→ **BRIEF**:
Show all lines containing "blue" from the data below.

→ **DATA IN THIS EXERCISE**:
--*--

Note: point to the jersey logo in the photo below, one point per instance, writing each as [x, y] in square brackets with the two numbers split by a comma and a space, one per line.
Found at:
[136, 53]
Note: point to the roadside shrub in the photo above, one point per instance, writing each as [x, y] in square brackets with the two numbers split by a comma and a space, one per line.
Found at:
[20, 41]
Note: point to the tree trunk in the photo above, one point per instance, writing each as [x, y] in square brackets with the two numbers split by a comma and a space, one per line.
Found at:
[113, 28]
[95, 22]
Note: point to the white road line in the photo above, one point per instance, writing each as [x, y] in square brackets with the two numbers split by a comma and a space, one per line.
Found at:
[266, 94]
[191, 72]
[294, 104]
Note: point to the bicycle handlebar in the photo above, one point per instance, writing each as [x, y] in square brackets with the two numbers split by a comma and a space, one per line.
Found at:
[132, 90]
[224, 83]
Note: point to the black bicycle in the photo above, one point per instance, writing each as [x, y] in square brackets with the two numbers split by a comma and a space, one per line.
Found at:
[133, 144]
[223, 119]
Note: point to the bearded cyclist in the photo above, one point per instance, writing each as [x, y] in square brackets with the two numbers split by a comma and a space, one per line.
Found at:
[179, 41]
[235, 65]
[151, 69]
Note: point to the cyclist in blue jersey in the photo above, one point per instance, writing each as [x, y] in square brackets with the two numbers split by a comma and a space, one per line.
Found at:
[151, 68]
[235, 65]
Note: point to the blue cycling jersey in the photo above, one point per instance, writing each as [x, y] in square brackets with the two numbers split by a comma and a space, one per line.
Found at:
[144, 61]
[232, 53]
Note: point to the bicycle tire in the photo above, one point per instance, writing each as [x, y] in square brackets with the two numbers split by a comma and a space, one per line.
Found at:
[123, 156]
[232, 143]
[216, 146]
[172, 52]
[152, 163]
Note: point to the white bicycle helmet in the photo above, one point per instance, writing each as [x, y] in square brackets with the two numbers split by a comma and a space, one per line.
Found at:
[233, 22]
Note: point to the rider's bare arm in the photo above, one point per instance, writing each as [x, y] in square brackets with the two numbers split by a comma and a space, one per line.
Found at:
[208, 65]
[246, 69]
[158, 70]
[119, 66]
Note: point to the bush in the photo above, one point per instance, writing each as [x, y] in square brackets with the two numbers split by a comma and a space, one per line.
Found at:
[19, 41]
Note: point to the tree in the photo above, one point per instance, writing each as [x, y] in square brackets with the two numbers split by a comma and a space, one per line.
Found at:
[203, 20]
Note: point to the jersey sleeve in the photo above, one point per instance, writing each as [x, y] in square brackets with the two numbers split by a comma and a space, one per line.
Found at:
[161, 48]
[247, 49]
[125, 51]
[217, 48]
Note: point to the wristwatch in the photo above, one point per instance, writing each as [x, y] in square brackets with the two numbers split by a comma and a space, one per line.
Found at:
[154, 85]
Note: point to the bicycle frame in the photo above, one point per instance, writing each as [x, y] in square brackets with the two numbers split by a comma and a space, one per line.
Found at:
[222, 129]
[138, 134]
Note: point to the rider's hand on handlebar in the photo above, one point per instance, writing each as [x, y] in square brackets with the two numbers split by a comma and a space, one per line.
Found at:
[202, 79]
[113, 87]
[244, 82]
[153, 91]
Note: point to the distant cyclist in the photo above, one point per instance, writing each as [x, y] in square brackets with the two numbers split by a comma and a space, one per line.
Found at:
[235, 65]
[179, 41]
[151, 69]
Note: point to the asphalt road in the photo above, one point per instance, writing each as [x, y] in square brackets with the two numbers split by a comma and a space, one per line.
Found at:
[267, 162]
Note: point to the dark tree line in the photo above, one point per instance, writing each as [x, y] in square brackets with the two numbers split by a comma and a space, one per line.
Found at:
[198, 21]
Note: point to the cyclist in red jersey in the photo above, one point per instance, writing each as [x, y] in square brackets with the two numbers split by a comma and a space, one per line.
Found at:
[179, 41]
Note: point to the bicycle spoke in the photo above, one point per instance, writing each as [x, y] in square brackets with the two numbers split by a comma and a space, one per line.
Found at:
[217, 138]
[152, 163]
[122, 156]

--*--

→ **SOLUTION TO THE PROBLEM**:
Note: point to the cyclist in blue jersey in the photo above, one point per instance, writing each as [x, y] in square brackets with the two numbers split by a comma and a space, one per line.
Note: point to the blue cycling jersey in the photo above, one point per instance, writing each as [x, y] in square brackets with the two numbers split by a comma and a space, one per line.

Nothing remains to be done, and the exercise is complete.